Doctors, nurses and transplant patients promoting organ donation

A team of doctors, nurses and transplant patients have signed up for this year’s round-the-world Clipper race to promote organ donation.

12 Britons, including two kidney transplant patients, a liver transplant patient and a double lung transplant recipient, hope the race will reduce the national shortage of organs for transplantation by showing the potential donations have to transform lives.

The project is being led by Stephen Wigmore, professor of transplantation surgery and the clinical lead for transplantation at the University of Edinburgh.

He said: ‘It’s quite daunting, but it’s very exciting at the same time. The whole purpose of doing this is to demonstrate the amazing potential that transplants have.

‘This race is the toughest challenge in team sailing and we hope people will find what we’re doing to be inspirational and we’re looking to try and get people to sign up to the organ donor register.

------------------------------

§ Exercise brief
Quote the stretch of the article on promoting organ donation from "12 Britons, including" through "organ donor register.". The listing plays no part in what is asked here.

[Entries taken from a collection]
------------------------------

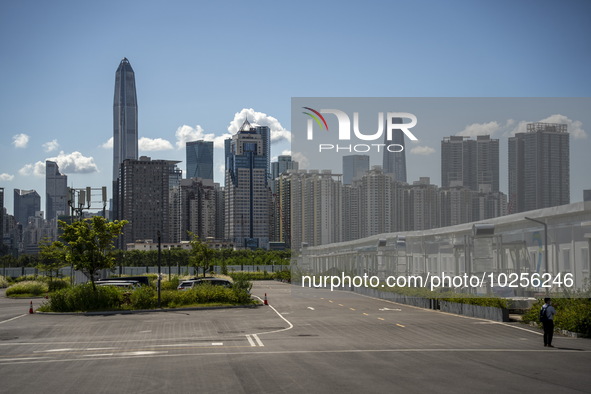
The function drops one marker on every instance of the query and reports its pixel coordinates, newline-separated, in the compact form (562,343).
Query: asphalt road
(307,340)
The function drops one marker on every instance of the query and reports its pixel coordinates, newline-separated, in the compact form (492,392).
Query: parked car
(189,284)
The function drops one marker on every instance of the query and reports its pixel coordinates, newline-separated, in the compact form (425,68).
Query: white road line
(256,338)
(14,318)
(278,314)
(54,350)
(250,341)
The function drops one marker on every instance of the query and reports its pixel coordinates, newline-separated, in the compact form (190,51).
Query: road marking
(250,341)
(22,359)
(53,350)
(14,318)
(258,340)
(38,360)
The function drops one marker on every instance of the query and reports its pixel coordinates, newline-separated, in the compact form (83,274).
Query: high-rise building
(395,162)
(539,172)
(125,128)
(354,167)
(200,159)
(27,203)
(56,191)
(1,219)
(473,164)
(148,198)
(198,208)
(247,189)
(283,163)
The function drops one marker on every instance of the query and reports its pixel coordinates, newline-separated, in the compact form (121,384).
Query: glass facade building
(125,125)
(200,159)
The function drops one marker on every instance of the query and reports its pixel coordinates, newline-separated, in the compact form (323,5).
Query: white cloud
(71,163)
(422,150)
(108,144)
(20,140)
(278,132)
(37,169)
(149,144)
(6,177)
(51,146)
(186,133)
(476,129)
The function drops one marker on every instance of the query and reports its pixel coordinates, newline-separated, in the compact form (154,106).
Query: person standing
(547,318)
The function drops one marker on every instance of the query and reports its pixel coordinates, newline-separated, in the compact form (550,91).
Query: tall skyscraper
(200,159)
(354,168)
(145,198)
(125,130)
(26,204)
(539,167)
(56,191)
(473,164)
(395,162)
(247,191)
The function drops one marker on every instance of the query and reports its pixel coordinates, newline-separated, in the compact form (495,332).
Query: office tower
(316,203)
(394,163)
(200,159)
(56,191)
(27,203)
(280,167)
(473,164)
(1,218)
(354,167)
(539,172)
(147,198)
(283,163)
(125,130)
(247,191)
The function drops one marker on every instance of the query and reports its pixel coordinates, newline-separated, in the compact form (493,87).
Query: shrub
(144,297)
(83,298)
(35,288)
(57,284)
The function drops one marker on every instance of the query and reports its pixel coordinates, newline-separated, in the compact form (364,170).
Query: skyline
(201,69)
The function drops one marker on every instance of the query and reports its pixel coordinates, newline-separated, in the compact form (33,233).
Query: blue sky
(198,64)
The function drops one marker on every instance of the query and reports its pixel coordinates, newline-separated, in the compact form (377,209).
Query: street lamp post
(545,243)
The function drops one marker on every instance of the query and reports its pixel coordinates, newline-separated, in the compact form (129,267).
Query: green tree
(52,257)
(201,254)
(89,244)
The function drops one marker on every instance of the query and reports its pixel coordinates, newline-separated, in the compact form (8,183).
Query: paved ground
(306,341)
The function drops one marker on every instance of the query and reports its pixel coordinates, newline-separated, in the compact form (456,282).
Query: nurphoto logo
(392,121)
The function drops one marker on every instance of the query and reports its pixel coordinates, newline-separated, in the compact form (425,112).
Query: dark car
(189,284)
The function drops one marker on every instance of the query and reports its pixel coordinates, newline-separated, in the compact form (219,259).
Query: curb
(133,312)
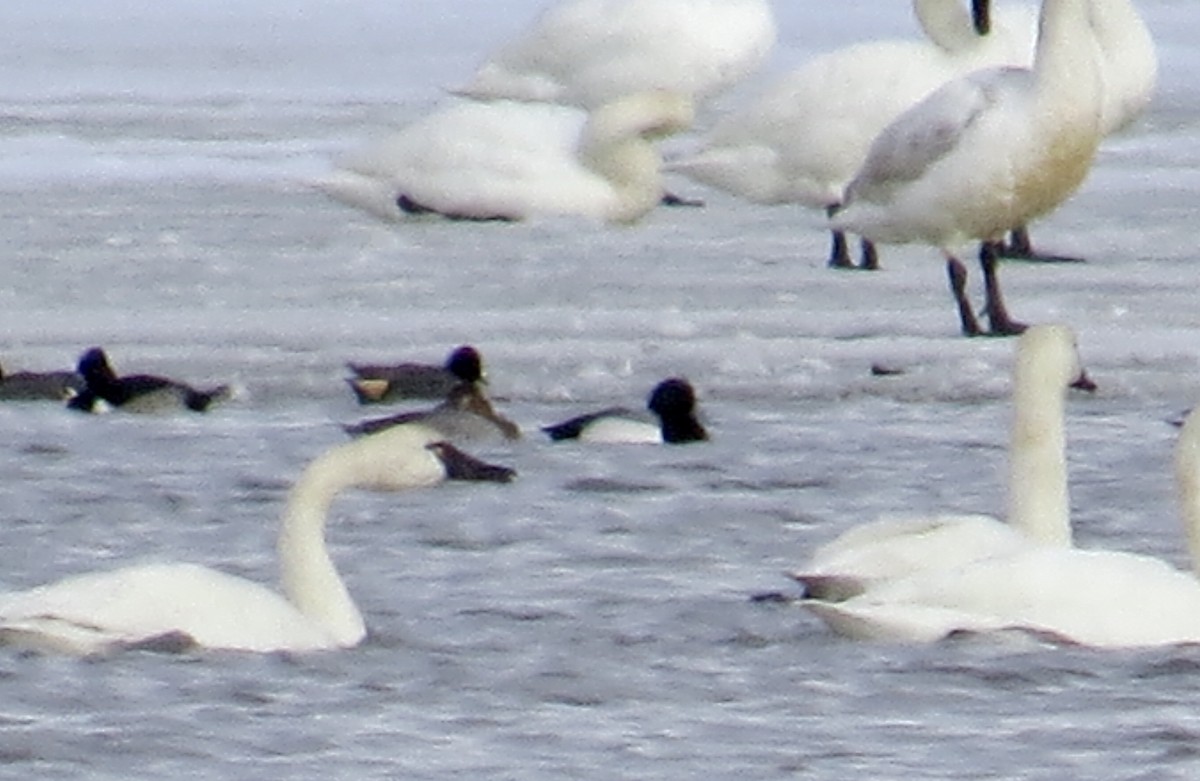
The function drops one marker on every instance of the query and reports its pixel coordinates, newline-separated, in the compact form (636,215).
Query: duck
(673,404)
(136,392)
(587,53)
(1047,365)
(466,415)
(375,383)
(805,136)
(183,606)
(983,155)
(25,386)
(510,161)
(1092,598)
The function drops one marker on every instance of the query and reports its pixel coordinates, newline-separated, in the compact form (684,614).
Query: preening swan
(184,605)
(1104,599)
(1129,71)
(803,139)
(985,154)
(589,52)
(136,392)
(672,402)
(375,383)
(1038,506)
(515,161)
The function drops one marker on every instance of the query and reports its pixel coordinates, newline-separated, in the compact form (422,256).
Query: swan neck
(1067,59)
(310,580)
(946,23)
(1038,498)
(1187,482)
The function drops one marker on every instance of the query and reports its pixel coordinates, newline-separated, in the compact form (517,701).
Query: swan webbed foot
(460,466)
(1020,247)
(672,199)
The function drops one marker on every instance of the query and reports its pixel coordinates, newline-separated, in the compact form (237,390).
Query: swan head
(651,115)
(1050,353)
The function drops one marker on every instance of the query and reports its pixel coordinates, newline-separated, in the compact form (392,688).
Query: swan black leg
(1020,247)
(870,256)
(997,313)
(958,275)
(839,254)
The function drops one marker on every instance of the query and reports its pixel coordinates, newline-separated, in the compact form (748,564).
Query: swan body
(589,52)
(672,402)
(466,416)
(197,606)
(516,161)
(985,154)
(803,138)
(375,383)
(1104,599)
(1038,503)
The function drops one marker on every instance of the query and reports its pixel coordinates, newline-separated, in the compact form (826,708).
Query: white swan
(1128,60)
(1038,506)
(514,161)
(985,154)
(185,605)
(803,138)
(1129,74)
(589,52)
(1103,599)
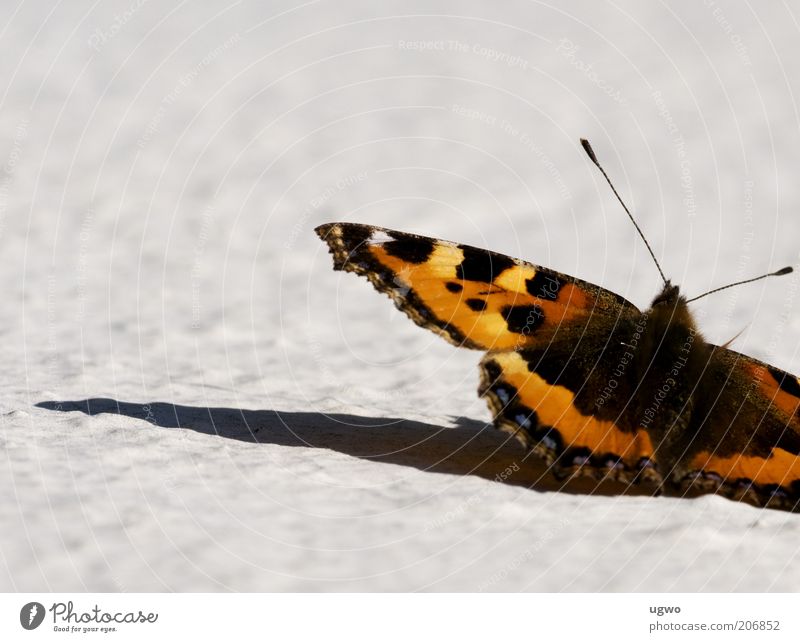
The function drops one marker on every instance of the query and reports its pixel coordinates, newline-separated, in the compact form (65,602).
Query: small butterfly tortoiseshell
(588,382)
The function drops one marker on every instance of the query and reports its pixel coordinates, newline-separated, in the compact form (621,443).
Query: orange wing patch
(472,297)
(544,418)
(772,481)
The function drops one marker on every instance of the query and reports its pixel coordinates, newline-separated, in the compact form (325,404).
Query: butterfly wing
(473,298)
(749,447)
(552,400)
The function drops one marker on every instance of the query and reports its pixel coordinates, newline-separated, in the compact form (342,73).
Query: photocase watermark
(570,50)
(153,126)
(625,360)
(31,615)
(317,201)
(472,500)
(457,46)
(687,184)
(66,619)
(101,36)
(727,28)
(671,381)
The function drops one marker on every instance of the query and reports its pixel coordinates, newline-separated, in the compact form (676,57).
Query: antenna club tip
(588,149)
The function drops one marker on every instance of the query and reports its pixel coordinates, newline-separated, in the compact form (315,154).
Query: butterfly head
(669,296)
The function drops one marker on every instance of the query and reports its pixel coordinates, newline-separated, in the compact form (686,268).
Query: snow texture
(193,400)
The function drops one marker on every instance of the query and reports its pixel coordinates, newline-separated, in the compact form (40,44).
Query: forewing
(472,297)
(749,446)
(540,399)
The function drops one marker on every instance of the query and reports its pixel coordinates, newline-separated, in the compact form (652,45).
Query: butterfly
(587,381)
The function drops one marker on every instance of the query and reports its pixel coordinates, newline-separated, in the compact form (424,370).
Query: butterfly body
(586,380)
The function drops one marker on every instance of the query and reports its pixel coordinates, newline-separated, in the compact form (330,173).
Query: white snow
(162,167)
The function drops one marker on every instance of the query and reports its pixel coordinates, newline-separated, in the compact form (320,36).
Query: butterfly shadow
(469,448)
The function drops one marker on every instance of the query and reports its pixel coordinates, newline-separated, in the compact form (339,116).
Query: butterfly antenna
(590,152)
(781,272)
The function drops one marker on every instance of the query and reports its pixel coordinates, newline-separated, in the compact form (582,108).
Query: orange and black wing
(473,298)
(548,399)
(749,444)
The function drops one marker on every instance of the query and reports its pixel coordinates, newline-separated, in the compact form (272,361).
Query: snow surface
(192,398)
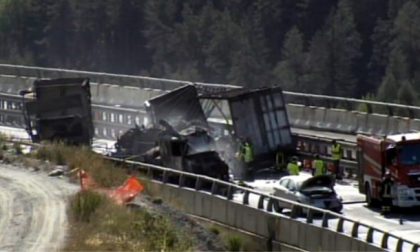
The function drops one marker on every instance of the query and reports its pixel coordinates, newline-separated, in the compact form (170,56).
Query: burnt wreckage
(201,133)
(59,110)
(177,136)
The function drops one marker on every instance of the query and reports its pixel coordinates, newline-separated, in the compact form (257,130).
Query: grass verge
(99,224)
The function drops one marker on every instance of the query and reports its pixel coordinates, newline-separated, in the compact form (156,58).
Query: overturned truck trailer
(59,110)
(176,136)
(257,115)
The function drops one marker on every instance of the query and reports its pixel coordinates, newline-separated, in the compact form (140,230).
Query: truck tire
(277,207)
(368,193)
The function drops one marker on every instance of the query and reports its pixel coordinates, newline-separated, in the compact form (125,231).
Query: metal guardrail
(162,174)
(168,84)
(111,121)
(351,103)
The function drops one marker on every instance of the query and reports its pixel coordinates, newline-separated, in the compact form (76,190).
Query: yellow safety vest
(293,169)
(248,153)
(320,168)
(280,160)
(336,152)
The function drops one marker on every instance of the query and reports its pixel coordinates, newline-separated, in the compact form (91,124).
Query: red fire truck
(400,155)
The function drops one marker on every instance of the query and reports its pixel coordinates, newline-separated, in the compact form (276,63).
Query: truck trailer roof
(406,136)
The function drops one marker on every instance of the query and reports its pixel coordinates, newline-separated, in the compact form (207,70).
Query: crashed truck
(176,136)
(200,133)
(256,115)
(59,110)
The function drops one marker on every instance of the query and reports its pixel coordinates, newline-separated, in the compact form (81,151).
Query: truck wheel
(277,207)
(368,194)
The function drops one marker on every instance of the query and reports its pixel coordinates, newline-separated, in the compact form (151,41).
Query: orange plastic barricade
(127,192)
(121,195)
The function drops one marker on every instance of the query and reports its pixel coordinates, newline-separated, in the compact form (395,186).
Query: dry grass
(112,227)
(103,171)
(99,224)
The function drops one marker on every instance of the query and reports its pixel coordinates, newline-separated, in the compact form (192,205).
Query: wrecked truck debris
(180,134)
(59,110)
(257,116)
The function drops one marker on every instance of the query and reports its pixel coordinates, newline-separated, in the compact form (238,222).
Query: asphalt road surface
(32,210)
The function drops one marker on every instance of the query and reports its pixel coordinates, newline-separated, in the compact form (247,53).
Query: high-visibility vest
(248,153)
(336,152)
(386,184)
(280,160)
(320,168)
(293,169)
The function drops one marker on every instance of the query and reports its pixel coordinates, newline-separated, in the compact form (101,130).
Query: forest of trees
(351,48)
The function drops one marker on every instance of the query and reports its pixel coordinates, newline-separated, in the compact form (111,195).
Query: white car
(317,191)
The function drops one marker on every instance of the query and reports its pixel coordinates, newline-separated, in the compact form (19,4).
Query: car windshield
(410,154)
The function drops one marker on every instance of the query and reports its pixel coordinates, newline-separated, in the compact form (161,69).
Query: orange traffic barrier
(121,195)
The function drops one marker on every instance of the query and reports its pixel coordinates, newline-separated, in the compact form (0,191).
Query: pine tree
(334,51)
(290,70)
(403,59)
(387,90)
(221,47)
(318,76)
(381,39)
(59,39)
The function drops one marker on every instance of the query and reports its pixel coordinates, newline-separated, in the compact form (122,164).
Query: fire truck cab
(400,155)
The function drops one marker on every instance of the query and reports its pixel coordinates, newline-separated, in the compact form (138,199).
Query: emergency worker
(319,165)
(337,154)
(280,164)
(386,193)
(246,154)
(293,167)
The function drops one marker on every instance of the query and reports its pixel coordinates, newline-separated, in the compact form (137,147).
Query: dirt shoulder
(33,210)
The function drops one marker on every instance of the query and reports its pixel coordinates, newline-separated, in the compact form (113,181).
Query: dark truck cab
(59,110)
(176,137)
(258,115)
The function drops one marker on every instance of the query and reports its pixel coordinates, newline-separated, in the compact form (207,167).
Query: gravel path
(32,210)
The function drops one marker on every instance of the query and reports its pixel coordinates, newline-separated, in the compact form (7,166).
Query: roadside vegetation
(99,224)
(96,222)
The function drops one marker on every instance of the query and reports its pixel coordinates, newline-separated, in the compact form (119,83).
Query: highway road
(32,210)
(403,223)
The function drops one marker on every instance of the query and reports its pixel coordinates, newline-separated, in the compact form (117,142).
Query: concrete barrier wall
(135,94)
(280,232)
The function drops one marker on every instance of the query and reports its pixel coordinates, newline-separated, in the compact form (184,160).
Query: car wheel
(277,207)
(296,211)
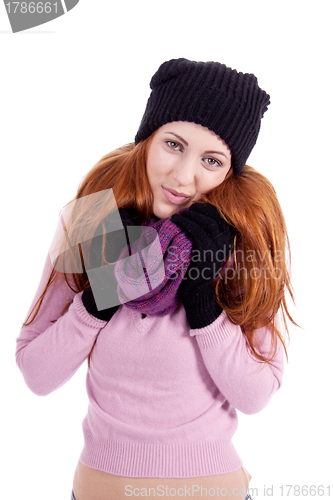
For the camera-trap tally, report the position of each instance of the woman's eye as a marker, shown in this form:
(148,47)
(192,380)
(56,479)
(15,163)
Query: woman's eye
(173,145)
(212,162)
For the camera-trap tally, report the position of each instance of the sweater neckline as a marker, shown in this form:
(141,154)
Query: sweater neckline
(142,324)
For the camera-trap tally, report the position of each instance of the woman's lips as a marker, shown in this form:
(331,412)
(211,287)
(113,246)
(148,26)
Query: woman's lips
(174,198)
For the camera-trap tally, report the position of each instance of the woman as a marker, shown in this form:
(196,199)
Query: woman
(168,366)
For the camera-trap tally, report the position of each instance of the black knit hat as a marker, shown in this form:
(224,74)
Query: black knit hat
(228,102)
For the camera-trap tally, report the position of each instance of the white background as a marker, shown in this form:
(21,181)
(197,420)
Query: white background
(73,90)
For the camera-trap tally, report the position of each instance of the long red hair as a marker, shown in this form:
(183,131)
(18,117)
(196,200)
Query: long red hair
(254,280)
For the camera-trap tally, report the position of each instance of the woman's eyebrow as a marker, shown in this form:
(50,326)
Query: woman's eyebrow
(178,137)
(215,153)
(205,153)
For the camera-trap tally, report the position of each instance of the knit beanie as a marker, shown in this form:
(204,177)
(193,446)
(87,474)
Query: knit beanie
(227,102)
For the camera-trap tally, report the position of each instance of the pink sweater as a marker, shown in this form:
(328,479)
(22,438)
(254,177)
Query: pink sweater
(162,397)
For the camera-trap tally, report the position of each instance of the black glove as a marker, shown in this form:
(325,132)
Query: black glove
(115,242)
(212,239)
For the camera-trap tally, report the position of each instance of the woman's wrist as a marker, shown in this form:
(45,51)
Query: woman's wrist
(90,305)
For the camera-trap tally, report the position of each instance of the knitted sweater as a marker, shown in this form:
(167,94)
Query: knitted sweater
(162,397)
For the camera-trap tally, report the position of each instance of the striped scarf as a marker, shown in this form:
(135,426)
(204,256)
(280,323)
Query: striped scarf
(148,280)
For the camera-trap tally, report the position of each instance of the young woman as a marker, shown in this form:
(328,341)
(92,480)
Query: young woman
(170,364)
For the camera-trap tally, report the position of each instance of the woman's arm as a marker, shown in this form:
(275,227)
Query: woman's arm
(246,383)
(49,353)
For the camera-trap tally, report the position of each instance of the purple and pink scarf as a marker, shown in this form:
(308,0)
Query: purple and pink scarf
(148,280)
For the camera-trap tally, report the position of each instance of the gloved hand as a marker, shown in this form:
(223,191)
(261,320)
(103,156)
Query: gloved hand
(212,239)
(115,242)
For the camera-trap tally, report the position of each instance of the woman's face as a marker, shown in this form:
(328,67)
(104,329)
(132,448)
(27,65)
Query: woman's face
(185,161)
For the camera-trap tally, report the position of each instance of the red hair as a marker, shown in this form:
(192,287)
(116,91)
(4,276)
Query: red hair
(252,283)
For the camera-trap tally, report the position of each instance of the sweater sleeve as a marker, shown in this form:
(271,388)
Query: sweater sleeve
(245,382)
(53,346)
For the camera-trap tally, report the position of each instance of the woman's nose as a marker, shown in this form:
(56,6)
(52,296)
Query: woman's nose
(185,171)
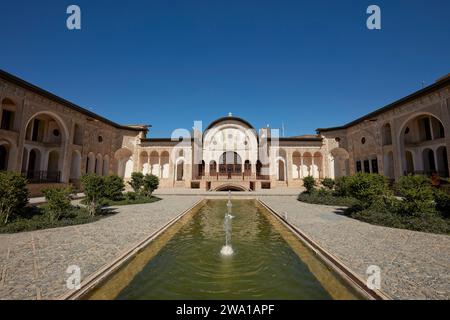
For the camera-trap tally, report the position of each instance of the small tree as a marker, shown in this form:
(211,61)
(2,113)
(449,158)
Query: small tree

------------------------------

§ Task solution
12 Britons, including two kidney transplant patients, a liver transplant patient and a double lung transplant recipient, hope the race will reduce the national shortage of organs for transplantation by showing the potential donations have to transform lives.

The project is being led by Stephen Wigmore, professor of transplantation surgery and the clinical lead for transplantation at the University of Edinburgh.

He said: ‘It’s quite daunting, but it’s very exciting at the same time. The whole purpose of doing this is to demonstrate the amazing potential that transplants have.

‘This race is the toughest challenge in team sailing and we hope people will find what we’re doing to be inspirational and we’re looking to try and get people to sign up to the organ donor register.